◆ DOCUMENT EXCERPT:
Based on smell, mosquitoes may learn to avoid people who swat at them. In this photo, a mosquito’s response to various odors is tested.
Source: Image courtesy of Kiley Riffell.

When it comes to keeping mosquitoes away, swatting may have the same effect as the best insect repellents.

One swat may be enough, researchers said, and the findings may have implications for mosquito control efforts.

In laboratory experiments, researchers found that mosquitoes quickly learned to associate the scent of individual humans with an unpleasant mechanical shock that simulated a vibration on their skin that occurs when humans attempt to swat a mosquito but miss.

Once they learned this association, according to Jeffrey A. Riffell, PhD, associate professor of biology at the University of Washington, the mosquitoes showed an aversion to human scent akin to how they react to DEET, an effective insect repellent. Armed with this knowledge, mosquitoes will seek out another target.

“Essentially, Pavlov's mosquitoes,” Riffell told Infectious Disease News.

Scientists have known that insects as diverse as bees and moths can learn. But Riffell said little is known about how learning influences the biting preferences of insects like mosquitoes that feed on blood. Other biting insects have shown a preference for hosts that do not defend themselves.

Cattle and goats flick their tails to swat biting insects. But if the goats are sedated and unable to move, they receive 15 times more insect bites than nearby, unsedated goats,” Riffell said. “For the mosquito, the swat of a goat tail or human hand could lead to its death, and it would thus be advantageous for the mosquito to learn from these past experiences.”

Diseases spread by mosquitoes kill millions of people every year. According to Riffell, most of the spread is caused by relatively few people — just 20% of humans make up 80% of transmission. In their experiment, Riffell and colleagues trained Aedes aegypti mosquitoes — the main vector of Zika and other diseases — by pairing human odors with a mechanical shock caused by a machine called a vortexer. Later, these trained mosquitoes showed a lack of attraction to human odor in a Y-shaped maze where they had to fly upwind and choose between a human scent or a control scent.

◆ THE TASK:
In the mosquito article, swap "laboratory" for "lab" and write out the passage from "One swat may" to "mosquito but miss.".

◆ RECORDS SUPPLIED:
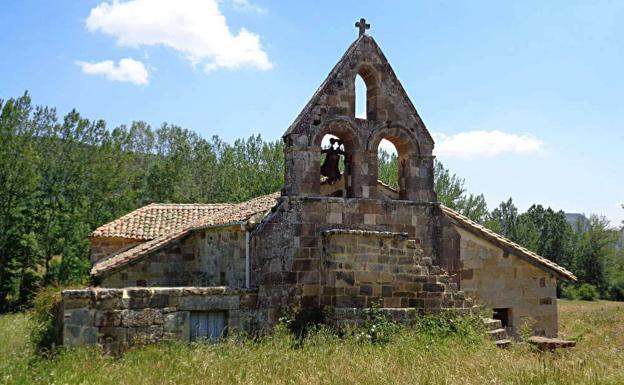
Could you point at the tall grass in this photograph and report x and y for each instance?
(411, 356)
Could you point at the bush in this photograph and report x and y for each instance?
(301, 322)
(616, 290)
(585, 292)
(450, 323)
(43, 332)
(378, 327)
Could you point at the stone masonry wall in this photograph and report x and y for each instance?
(210, 257)
(496, 279)
(119, 318)
(102, 247)
(287, 247)
(363, 268)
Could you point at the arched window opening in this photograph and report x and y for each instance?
(366, 93)
(334, 167)
(360, 98)
(388, 164)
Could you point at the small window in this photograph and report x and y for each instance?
(360, 98)
(208, 325)
(504, 315)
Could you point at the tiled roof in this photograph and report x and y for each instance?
(231, 214)
(160, 224)
(155, 220)
(505, 243)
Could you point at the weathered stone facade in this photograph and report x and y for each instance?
(499, 280)
(293, 251)
(120, 318)
(209, 257)
(103, 247)
(335, 244)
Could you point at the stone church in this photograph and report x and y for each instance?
(333, 238)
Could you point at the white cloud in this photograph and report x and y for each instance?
(195, 28)
(246, 6)
(127, 70)
(485, 144)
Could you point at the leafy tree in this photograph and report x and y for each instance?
(449, 187)
(503, 220)
(596, 252)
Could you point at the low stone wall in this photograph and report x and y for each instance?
(499, 280)
(103, 247)
(119, 318)
(364, 268)
(209, 257)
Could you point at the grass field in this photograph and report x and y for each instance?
(408, 359)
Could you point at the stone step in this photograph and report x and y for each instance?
(497, 334)
(492, 324)
(544, 343)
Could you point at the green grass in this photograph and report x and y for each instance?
(409, 358)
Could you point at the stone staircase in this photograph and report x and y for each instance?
(496, 332)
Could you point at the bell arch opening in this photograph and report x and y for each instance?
(398, 169)
(334, 166)
(387, 164)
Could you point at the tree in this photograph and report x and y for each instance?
(19, 178)
(503, 220)
(452, 193)
(597, 253)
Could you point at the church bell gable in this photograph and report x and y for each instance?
(331, 111)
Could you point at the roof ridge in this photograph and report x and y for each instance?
(145, 248)
(523, 251)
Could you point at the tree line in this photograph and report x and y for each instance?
(588, 249)
(60, 178)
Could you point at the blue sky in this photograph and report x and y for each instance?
(525, 99)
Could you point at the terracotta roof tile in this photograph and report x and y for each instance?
(495, 238)
(232, 214)
(156, 219)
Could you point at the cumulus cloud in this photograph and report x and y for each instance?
(485, 144)
(126, 70)
(195, 28)
(246, 6)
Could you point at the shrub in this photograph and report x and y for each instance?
(588, 292)
(585, 292)
(43, 332)
(568, 292)
(616, 289)
(378, 327)
(302, 321)
(450, 323)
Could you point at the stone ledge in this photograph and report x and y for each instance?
(370, 233)
(110, 293)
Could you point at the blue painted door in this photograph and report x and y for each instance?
(208, 325)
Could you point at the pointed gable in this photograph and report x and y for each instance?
(336, 95)
(390, 115)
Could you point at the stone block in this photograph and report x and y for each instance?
(119, 334)
(145, 334)
(108, 318)
(208, 303)
(177, 324)
(80, 317)
(433, 287)
(392, 302)
(140, 318)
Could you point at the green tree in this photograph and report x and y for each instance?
(597, 253)
(19, 178)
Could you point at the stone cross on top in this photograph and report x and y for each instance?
(362, 26)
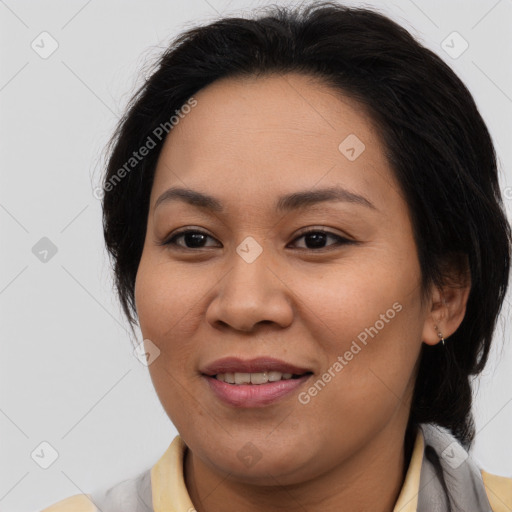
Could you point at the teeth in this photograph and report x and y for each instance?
(252, 378)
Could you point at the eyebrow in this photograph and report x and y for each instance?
(285, 203)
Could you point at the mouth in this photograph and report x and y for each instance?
(258, 378)
(253, 383)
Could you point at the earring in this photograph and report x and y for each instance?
(439, 334)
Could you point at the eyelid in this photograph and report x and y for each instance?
(342, 239)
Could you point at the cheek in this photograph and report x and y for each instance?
(166, 299)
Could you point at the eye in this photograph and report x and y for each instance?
(315, 239)
(192, 236)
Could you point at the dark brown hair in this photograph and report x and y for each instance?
(435, 138)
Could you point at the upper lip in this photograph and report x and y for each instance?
(256, 365)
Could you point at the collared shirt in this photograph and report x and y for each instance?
(170, 494)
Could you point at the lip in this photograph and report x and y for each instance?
(256, 365)
(253, 395)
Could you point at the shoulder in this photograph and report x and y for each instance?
(499, 491)
(76, 503)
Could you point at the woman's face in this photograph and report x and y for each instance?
(345, 312)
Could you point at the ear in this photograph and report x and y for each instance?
(447, 304)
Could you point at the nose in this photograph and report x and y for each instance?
(251, 294)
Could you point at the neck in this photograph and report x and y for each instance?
(370, 480)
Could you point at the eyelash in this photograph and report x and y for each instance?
(340, 240)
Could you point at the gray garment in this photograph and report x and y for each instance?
(449, 481)
(133, 495)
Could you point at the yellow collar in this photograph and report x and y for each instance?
(170, 493)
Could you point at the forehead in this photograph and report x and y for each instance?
(272, 133)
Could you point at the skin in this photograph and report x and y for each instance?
(247, 142)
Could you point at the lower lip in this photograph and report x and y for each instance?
(254, 395)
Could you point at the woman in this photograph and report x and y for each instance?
(305, 220)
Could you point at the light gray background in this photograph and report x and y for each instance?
(68, 375)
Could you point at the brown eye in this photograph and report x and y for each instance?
(193, 239)
(316, 239)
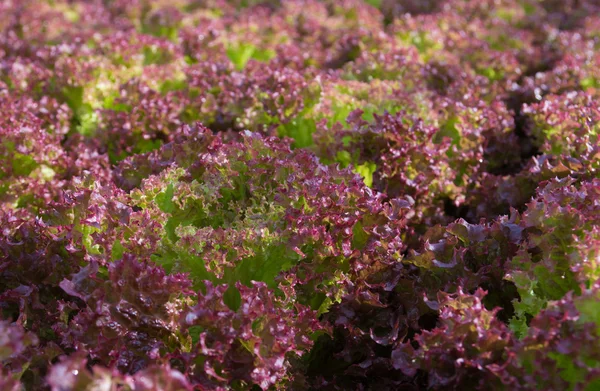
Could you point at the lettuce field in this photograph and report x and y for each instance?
(299, 195)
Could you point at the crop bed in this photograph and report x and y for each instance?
(299, 195)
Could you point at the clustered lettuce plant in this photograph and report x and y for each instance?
(299, 195)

◆ THE ANSWER:
One swat may be enough, researchers said, and the findings may have implications for mosquito control efforts.

In lab experiments, researchers found that mosquitoes quickly learned to associate the scent of individual humans with an unpleasant mechanical shock that simulated a vibration on their skin that occurs when humans attempt to swat a mosquito but miss.